═══ Record list ═══

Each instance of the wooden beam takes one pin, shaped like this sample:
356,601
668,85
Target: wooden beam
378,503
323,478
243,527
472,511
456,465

═══

Please quote all of the items above verbatim, line by line.

Each instance of the wooden beam takes one pin, shaped like this sample:
356,601
668,85
Target: wooden beam
378,503
323,478
243,527
472,511
456,465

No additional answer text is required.